- **Entries taken from a collection**
════════════════════

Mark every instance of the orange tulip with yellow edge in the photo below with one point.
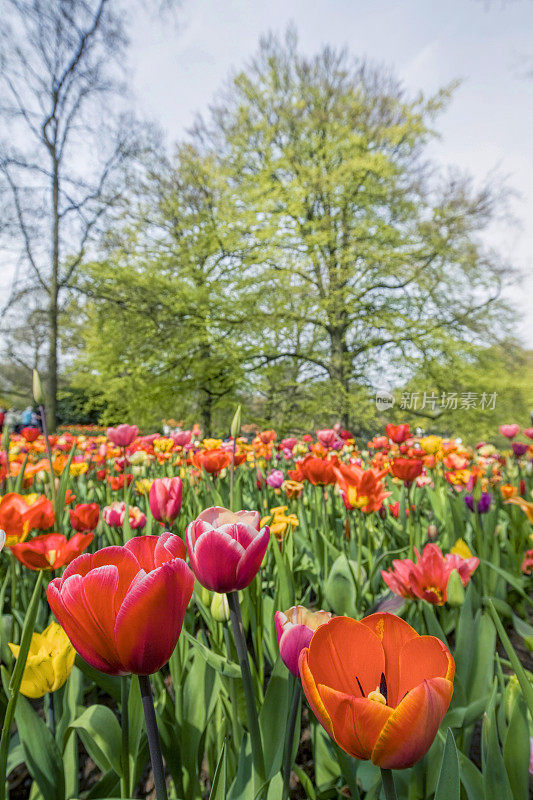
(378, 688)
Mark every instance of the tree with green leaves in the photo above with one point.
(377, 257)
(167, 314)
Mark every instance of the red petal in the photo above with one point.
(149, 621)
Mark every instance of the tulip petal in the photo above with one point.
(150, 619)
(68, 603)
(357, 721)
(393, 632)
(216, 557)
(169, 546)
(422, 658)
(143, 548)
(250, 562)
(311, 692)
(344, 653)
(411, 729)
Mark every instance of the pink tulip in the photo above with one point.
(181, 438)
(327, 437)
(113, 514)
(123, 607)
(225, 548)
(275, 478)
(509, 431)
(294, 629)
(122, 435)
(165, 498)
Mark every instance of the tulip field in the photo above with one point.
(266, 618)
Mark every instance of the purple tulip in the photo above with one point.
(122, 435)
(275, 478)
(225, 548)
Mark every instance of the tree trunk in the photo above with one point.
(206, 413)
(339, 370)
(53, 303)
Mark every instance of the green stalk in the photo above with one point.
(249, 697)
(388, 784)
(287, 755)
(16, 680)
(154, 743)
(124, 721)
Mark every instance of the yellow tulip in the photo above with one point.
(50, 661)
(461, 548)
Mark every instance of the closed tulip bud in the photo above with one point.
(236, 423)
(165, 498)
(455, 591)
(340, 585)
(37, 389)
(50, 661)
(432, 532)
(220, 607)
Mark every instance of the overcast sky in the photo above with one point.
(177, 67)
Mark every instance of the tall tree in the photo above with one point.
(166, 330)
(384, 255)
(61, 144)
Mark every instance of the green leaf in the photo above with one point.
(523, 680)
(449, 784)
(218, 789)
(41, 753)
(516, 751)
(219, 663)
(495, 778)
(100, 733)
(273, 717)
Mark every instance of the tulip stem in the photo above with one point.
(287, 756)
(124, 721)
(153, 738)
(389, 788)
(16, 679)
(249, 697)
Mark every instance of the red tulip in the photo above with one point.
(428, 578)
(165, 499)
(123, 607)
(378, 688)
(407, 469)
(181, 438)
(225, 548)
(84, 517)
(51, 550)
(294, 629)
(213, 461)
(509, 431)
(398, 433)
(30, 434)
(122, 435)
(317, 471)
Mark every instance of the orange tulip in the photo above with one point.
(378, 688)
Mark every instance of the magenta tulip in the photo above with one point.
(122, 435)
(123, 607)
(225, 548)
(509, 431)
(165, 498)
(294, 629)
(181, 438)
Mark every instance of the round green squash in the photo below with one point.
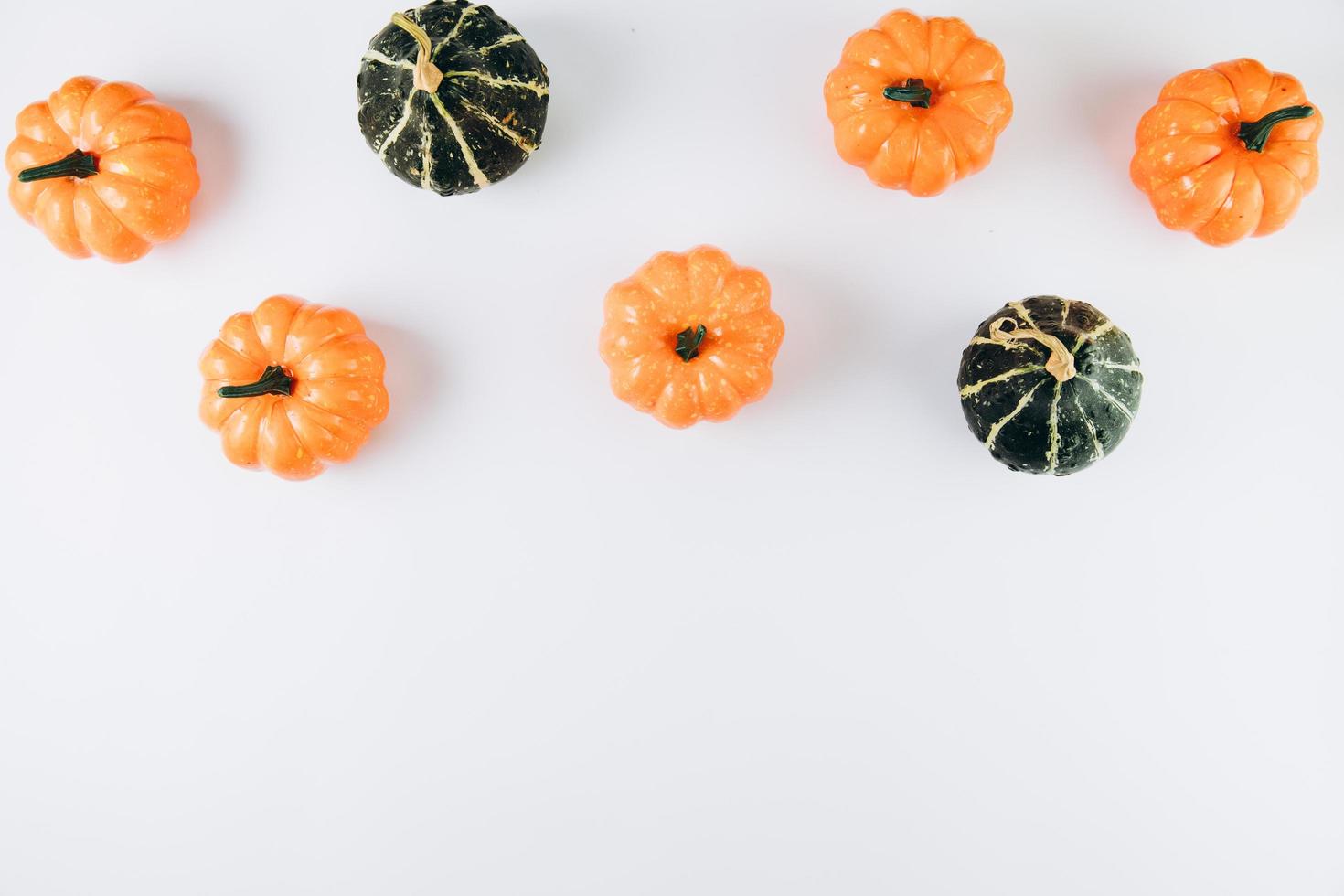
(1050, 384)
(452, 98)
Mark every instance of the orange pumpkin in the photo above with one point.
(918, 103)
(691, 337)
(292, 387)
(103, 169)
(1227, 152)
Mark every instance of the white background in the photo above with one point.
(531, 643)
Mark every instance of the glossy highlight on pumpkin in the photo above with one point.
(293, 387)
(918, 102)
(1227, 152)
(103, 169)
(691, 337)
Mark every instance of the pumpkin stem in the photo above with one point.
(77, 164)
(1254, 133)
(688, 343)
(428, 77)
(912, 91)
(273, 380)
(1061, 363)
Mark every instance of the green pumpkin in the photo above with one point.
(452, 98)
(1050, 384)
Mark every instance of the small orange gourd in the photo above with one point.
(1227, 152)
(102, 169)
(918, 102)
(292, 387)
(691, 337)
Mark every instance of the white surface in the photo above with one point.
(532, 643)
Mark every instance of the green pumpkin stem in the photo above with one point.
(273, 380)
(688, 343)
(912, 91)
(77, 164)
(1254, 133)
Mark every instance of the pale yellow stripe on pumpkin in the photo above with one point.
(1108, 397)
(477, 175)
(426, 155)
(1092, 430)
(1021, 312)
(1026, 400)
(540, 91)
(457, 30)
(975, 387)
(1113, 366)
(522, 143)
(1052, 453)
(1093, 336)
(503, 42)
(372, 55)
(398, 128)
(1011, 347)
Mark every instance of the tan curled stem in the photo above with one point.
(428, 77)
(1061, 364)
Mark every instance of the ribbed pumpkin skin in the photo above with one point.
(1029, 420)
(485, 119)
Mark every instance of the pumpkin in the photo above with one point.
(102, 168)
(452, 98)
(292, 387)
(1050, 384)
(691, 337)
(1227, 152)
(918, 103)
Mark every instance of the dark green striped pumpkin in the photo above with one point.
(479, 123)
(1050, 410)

════════════════════

- **REQUIRED WORK**
The line containing "Mark every instance of the pale" marks where to begin; copy it and every later line exactly, through the end of the data.

- **OUTPUT BELOW**
Mark every instance of the pale yellow stripe on pumpkin in the photo above with one point.
(1108, 397)
(477, 175)
(426, 155)
(1092, 430)
(1021, 312)
(1026, 400)
(540, 91)
(457, 30)
(975, 387)
(1113, 366)
(522, 143)
(1052, 453)
(1093, 336)
(503, 42)
(372, 55)
(398, 128)
(1011, 347)
Mark every instance of the tan curled stem in the photo above with one point.
(428, 77)
(1061, 364)
Mark every instance of the ribbed pumpkin skin in the photo above with one point.
(1029, 420)
(485, 119)
Mark every instance of the pumpkin in the photo above with one point.
(102, 168)
(452, 98)
(292, 387)
(1050, 384)
(691, 337)
(1227, 152)
(918, 103)
Mark every instance of the dark green striped pumpkin in the photo above with one point.
(479, 123)
(1050, 410)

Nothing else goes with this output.